Written instruction:
Copy the stretch from the line containing "Is there any golden" through the line containing "left=0, top=0, right=220, bottom=63", substituting "labeled fields" for "named fields" and keeping everything else the same.

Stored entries
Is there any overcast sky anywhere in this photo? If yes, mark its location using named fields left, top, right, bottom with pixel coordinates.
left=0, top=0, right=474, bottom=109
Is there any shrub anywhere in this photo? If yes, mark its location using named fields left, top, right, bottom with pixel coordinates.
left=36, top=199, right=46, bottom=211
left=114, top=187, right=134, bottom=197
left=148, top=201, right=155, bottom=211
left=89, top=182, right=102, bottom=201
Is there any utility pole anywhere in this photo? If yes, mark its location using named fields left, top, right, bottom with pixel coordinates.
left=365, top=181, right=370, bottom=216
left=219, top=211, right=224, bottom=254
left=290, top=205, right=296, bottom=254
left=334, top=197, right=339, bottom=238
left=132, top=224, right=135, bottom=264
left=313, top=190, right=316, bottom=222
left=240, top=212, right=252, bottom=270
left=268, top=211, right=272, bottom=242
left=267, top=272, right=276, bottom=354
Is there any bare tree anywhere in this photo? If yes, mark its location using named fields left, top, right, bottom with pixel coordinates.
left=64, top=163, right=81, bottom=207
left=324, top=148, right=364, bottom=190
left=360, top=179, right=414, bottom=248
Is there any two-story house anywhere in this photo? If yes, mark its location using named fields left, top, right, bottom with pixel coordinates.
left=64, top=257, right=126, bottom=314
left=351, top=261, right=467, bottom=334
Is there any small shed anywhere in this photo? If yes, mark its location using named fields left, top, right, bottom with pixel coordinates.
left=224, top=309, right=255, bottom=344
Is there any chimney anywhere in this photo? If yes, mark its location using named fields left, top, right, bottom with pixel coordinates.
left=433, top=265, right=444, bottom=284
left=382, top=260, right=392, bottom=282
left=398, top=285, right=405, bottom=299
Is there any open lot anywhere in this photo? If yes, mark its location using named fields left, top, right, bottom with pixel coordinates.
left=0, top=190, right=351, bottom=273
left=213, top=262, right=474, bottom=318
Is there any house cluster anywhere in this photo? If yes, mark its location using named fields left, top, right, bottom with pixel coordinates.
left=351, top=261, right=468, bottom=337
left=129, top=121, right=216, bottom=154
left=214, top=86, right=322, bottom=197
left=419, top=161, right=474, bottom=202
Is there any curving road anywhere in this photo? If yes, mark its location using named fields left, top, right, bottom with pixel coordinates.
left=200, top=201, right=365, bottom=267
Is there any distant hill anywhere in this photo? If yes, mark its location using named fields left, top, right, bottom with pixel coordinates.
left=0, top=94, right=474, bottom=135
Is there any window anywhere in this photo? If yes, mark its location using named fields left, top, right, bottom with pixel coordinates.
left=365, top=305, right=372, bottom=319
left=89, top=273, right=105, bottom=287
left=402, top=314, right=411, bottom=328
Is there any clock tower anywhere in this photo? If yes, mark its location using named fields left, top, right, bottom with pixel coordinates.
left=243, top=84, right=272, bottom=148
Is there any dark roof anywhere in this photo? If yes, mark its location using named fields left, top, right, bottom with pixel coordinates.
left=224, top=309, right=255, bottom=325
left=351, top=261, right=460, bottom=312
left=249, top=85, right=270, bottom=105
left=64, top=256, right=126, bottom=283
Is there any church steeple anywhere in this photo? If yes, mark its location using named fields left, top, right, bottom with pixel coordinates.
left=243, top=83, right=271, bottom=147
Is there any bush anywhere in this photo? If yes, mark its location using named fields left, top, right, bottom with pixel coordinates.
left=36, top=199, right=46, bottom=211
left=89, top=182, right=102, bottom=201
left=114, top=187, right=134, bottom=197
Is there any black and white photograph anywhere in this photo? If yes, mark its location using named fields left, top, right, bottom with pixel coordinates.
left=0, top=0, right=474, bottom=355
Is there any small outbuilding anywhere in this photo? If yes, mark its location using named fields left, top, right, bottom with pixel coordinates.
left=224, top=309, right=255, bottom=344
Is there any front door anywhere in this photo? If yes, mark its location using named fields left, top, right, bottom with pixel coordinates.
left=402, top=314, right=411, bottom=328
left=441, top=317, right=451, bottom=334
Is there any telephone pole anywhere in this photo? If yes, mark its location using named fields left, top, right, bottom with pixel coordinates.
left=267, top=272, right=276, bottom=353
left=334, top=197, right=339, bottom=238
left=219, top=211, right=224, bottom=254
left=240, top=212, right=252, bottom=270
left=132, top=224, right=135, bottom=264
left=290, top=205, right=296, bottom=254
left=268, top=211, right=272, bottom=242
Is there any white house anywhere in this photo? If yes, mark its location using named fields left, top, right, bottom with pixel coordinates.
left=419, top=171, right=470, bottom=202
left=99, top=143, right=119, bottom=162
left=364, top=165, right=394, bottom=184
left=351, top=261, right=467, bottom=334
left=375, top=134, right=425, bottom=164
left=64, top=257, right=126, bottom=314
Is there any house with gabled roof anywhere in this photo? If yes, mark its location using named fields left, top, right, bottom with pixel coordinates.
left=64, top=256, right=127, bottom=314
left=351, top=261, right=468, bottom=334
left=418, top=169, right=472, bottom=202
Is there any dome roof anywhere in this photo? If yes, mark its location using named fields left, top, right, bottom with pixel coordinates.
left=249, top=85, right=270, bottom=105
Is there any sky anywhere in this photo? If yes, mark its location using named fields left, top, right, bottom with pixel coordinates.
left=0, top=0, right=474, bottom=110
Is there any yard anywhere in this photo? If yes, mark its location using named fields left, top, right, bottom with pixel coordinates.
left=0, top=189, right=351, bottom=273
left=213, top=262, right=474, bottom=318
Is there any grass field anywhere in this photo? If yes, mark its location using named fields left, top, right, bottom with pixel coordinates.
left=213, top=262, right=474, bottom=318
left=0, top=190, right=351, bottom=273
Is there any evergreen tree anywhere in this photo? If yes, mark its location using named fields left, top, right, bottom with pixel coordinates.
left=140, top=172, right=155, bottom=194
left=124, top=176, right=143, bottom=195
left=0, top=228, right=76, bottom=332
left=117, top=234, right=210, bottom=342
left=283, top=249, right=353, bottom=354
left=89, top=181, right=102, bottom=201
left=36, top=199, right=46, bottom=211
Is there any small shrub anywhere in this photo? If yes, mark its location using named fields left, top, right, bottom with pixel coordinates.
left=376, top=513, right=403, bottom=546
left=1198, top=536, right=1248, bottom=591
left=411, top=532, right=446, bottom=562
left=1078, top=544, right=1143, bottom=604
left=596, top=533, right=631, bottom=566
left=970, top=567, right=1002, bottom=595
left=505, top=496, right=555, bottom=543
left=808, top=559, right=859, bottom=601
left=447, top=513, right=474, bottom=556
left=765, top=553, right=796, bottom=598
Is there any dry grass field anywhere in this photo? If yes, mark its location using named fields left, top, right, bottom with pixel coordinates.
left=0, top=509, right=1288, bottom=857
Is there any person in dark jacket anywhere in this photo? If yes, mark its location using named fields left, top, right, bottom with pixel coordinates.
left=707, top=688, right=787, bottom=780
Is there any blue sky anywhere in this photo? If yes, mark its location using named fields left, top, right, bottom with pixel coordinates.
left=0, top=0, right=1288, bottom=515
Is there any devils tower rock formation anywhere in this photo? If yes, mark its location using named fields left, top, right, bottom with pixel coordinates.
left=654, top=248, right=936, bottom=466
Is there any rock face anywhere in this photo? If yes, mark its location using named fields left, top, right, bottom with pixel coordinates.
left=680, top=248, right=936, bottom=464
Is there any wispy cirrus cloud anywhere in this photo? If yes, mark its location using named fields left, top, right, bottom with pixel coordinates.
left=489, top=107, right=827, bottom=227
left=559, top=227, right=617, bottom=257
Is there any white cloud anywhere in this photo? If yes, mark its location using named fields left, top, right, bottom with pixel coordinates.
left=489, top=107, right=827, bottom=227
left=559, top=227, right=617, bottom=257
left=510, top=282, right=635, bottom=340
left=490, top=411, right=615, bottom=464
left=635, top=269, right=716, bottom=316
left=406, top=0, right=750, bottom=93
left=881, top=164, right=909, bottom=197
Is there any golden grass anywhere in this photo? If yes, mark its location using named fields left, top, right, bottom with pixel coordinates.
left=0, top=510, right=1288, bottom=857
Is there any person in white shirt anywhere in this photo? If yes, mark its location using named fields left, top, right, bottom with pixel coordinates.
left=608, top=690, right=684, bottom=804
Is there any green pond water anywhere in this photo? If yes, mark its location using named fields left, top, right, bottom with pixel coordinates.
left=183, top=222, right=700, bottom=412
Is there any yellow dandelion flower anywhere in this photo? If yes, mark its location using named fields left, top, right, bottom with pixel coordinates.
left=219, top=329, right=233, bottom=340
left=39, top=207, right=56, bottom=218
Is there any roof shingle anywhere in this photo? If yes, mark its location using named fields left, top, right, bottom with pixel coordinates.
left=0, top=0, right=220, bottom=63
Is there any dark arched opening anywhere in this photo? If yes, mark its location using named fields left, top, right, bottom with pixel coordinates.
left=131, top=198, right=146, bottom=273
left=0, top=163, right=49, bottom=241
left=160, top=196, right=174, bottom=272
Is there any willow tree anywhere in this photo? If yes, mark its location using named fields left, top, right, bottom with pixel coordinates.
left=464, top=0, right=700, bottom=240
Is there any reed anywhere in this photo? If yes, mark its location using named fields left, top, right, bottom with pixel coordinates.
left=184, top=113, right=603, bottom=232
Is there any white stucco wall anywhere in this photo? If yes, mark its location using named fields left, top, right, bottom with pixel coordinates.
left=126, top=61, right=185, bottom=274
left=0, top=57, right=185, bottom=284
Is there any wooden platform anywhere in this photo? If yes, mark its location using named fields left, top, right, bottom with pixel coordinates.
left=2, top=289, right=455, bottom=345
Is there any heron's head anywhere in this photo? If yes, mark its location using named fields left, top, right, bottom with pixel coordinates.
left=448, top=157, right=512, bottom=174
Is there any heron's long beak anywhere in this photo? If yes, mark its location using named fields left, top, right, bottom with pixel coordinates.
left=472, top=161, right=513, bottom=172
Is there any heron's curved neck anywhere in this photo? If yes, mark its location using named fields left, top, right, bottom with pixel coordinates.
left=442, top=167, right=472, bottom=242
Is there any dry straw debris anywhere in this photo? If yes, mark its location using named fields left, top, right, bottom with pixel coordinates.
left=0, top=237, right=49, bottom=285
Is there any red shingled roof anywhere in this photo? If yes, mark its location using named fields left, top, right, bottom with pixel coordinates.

Exercise answer:
Is there any golden grass anywhere in this photo? If yes, mark its location using labeled fields left, top, right, bottom with pixel coordinates.
left=0, top=510, right=1288, bottom=857
Is there any person in white shirt anywhere in this photo? If yes, mark its location using labeled fields left, top, right, bottom with pixel coordinates.
left=608, top=690, right=684, bottom=804
Is there any green pond water anywhere in this photo? If yes, mark its location using labeled fields left, top, right, bottom with pixel coordinates.
left=183, top=222, right=700, bottom=412
Is there any yellow dandelion flower anywhere in this photo? If yes, mark its location using labeled fields left, top, right, bottom with pixel coordinates.
left=219, top=329, right=233, bottom=340
left=39, top=207, right=56, bottom=218
Is there any roof shingle anywhere in this photo? If yes, mark its location using labeled fields left, top, right, bottom with pixel coordinates.
left=0, top=0, right=220, bottom=63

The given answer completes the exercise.